(Beginning of TASK MATERIAL)

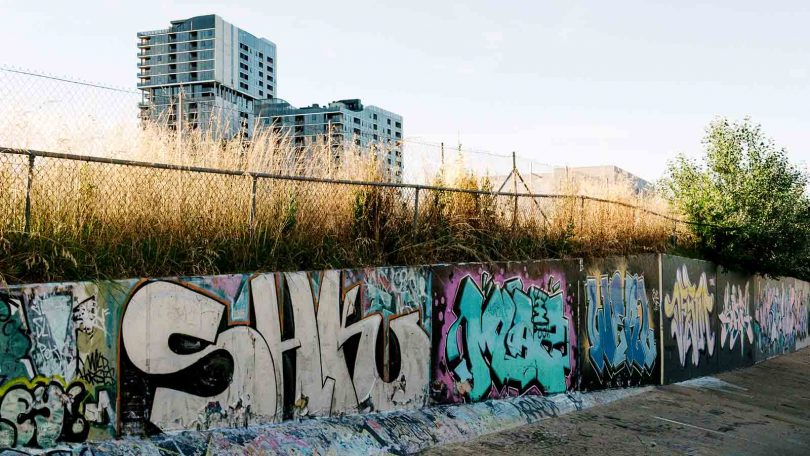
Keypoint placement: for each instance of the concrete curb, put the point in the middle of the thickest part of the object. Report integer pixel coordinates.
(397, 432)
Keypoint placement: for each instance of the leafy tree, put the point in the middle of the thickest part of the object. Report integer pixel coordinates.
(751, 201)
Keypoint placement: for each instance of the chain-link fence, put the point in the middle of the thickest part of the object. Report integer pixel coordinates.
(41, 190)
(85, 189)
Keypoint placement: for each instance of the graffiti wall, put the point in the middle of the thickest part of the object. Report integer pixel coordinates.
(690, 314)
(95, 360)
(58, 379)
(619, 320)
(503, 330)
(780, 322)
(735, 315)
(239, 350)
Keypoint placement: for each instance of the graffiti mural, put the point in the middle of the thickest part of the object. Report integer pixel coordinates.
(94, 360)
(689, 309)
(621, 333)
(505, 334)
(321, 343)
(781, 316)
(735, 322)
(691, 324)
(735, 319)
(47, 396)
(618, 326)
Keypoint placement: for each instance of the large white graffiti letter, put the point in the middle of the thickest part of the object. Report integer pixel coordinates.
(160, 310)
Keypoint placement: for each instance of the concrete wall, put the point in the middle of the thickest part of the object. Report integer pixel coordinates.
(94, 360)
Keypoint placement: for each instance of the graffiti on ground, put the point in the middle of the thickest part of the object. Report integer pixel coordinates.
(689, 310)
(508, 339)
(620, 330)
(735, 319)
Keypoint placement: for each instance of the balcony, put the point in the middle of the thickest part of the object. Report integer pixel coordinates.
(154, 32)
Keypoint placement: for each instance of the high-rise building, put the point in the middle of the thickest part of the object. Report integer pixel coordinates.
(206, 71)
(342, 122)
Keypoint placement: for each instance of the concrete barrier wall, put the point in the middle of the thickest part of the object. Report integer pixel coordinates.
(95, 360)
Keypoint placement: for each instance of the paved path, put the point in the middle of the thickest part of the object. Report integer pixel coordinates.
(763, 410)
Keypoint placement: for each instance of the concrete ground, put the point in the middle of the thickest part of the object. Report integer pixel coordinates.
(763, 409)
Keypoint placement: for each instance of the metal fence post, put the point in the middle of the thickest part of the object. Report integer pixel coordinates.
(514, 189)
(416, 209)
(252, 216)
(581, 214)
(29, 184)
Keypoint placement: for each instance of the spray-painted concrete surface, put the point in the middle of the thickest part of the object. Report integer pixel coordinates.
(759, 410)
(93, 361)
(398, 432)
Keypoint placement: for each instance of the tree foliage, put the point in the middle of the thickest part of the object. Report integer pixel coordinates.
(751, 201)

(End of TASK MATERIAL)

TASK OBJECTIVE:
Write out, exactly as they appear, the lines from the one containing "Keypoint placement: for each instance of the spray-painted" through the last line of the records above, both included, and nothing more.

RESPONSE TO THIS EXERCISE:
Keypoint placement: for each instance of the spray-painted concrete surface, put the point in the middle of the thickest part of the object. Report integer pixel coordinates.
(759, 410)
(93, 361)
(398, 432)
Keypoint placement: for each instance of the tree foliage, put the point in the middle of the thickest part of the object. Report integer pixel coordinates.
(751, 201)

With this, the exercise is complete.